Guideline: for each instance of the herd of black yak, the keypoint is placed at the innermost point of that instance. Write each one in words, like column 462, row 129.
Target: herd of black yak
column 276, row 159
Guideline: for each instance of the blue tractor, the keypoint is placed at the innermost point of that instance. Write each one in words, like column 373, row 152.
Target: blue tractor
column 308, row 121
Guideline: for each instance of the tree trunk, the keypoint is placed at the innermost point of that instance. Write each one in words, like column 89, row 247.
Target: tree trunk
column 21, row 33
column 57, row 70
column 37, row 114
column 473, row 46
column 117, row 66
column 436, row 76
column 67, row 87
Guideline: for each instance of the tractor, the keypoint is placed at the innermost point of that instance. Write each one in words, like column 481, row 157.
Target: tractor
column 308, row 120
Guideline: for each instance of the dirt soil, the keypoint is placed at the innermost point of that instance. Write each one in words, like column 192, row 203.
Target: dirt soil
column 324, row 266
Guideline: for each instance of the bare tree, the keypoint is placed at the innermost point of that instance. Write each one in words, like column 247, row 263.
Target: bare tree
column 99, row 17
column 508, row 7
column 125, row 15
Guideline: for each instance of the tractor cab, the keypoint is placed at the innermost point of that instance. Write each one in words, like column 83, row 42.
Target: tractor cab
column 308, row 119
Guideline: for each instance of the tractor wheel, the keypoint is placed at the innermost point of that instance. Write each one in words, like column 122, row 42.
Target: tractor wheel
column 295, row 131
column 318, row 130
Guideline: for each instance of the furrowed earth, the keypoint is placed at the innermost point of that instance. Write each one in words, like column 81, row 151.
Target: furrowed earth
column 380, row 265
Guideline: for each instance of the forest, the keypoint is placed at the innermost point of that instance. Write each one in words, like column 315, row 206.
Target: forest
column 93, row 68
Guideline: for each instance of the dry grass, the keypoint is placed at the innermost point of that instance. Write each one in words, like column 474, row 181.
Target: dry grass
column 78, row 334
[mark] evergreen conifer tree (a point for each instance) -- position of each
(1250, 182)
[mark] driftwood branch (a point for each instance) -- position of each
- - - - - - -
What this task involves -> Which lines run from the one with "Target: tractor cab" through the end of the listing above? Restate them word for word, with nothing else.

Result of this task ->
Target: tractor cab
column 308, row 119
Guideline: for each instance of the tractor wheel, the keypoint is placed at the innermost point of that instance. Write each one in words, like column 122, row 42.
Target: tractor wheel
column 295, row 131
column 318, row 130
Guideline: for each instance of the furrowed earth, the keypoint is placed at the innermost point of that instance. Write each one in words, like column 81, row 151.
Target: furrowed earth
column 380, row 265
Guideline: for each instance of the forest, the keypoint is placed at the innermost point of that instance. Write each one in words, like column 315, row 206.
Target: forest
column 93, row 68
Guideline: for each instance of the dry grass, the keypoint is placed at the innermost point of that instance. Write each one in words, like column 474, row 181.
Target: dry grass
column 78, row 334
[mark] evergreen conifer tree (a point for each instance) -- position of each
(1250, 182)
[mark] driftwood branch (a point for each instance) -- position of each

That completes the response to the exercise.